THE TASK
The lines to copy run from the one containing "Indicate one point per instance of the flagpole" through the last line of the listing; copy them exactly and nothing more.

GIVEN RECORDS
++++++++++
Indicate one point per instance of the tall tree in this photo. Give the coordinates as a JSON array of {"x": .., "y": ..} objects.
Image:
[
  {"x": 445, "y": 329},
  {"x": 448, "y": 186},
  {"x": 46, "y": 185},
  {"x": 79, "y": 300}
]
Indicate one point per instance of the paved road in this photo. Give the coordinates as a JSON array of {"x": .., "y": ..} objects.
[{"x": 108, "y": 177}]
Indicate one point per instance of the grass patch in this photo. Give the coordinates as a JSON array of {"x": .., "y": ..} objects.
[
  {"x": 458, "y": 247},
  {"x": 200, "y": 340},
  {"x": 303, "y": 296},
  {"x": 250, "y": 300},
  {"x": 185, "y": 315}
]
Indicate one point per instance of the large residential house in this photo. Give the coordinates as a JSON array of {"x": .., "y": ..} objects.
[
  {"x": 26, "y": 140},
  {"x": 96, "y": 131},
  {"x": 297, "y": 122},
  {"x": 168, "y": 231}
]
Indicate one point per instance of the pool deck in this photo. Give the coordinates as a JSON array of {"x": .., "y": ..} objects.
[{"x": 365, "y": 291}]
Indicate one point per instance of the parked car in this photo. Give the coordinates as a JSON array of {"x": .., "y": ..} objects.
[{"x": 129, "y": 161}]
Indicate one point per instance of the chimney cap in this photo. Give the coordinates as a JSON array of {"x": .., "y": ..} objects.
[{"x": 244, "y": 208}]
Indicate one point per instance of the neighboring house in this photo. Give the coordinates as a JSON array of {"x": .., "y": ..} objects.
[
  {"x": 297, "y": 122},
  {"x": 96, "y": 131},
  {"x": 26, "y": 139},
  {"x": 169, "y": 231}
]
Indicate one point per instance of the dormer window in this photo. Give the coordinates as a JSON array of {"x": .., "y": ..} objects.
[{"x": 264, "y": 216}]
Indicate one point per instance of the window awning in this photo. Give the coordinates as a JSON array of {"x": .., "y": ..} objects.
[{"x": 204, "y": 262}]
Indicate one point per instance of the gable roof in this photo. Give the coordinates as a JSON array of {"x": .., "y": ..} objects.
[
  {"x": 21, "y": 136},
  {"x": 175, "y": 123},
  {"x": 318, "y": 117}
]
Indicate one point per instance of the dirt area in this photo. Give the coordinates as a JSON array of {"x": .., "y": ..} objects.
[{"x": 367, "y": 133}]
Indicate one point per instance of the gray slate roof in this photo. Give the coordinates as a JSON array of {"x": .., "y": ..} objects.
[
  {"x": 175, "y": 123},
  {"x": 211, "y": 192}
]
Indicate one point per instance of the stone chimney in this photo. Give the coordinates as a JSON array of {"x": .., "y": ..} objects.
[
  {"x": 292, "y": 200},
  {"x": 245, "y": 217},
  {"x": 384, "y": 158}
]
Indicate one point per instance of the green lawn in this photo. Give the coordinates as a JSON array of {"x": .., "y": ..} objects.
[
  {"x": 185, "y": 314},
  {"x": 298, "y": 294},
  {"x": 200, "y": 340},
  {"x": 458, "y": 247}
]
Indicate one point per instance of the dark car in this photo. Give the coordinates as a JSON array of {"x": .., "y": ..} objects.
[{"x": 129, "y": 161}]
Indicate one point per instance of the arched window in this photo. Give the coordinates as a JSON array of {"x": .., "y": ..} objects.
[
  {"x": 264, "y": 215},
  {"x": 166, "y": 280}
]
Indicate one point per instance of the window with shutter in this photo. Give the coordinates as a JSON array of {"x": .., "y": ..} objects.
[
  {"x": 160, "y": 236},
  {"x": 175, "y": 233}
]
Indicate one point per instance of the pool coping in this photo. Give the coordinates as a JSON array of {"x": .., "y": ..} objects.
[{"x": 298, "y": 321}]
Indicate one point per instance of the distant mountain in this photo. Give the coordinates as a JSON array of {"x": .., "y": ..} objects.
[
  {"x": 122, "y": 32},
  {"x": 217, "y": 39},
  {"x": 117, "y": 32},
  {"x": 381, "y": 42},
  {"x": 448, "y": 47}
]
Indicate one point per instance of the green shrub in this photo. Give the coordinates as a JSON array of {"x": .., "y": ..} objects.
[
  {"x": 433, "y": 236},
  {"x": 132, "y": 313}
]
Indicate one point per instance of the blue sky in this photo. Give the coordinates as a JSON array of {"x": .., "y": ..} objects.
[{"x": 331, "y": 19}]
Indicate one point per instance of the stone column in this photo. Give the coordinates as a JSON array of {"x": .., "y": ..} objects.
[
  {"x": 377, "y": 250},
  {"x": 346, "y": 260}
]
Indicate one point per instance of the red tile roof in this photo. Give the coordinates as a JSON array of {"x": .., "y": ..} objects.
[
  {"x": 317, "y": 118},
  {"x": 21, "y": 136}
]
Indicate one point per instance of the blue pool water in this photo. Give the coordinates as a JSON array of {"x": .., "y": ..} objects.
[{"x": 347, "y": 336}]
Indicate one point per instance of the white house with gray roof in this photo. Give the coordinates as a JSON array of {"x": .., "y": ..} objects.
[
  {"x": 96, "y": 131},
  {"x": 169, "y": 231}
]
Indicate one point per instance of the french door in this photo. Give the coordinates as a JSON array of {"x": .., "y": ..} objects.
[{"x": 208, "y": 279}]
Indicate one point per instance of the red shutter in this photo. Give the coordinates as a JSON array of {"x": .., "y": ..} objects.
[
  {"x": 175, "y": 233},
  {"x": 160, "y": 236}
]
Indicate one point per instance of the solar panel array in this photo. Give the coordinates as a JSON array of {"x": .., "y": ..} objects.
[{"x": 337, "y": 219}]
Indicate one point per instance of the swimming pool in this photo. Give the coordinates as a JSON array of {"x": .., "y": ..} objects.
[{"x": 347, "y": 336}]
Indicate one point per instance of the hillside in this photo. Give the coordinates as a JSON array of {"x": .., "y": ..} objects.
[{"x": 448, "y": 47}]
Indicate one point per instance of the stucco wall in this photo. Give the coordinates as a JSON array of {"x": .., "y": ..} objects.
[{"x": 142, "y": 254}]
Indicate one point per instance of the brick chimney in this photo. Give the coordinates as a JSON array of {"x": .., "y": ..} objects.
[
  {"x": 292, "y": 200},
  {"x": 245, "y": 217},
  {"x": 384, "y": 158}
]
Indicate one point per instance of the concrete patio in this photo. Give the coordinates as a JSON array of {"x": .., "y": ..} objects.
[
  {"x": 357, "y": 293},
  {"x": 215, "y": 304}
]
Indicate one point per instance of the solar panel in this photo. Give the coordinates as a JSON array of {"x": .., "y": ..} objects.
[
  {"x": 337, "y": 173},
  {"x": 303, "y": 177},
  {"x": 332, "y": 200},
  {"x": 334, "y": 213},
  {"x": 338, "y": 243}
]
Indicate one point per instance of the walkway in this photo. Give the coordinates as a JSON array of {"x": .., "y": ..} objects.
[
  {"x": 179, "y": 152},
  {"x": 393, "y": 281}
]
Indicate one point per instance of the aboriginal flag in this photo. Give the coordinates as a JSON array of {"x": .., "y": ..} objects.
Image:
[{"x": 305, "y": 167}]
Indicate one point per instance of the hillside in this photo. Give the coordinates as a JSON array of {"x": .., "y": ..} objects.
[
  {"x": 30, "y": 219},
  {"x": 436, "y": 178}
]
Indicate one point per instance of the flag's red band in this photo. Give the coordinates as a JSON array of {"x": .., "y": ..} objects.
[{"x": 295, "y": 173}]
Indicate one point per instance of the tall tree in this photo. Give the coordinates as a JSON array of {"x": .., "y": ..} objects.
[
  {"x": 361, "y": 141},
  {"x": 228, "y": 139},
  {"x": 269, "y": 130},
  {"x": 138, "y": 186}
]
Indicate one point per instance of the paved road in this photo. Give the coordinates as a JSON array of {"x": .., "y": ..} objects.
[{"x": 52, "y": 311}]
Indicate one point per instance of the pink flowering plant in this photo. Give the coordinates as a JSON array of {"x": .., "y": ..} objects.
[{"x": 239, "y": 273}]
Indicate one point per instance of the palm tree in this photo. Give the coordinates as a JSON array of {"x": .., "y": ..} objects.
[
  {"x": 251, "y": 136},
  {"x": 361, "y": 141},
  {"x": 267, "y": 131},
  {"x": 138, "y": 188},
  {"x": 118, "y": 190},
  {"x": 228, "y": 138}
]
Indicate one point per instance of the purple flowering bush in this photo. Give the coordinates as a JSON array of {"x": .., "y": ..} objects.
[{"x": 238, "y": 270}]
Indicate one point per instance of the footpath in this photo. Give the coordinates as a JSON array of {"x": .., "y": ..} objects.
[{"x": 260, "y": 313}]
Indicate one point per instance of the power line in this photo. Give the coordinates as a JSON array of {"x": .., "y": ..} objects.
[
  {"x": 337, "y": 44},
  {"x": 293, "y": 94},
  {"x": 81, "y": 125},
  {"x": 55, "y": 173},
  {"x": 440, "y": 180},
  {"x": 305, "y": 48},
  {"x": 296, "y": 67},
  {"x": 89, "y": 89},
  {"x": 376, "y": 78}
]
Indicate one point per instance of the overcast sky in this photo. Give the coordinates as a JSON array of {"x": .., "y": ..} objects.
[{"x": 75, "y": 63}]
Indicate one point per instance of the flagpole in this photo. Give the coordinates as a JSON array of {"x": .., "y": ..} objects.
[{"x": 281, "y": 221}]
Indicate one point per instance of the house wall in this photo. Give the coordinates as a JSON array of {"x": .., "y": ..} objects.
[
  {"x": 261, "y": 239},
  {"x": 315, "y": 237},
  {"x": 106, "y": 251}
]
++++++++++
RESPONSE TO THIS EXERCISE
Indicate one point per instance of the flagpole in this photo. Give the coordinates as a JSON array of {"x": .., "y": ..} objects.
[{"x": 281, "y": 221}]
Indicate one point per instance of the house wall in this photo. Give the coordinates as a JSON array of {"x": .., "y": ..} objects.
[
  {"x": 261, "y": 239},
  {"x": 315, "y": 237},
  {"x": 106, "y": 251}
]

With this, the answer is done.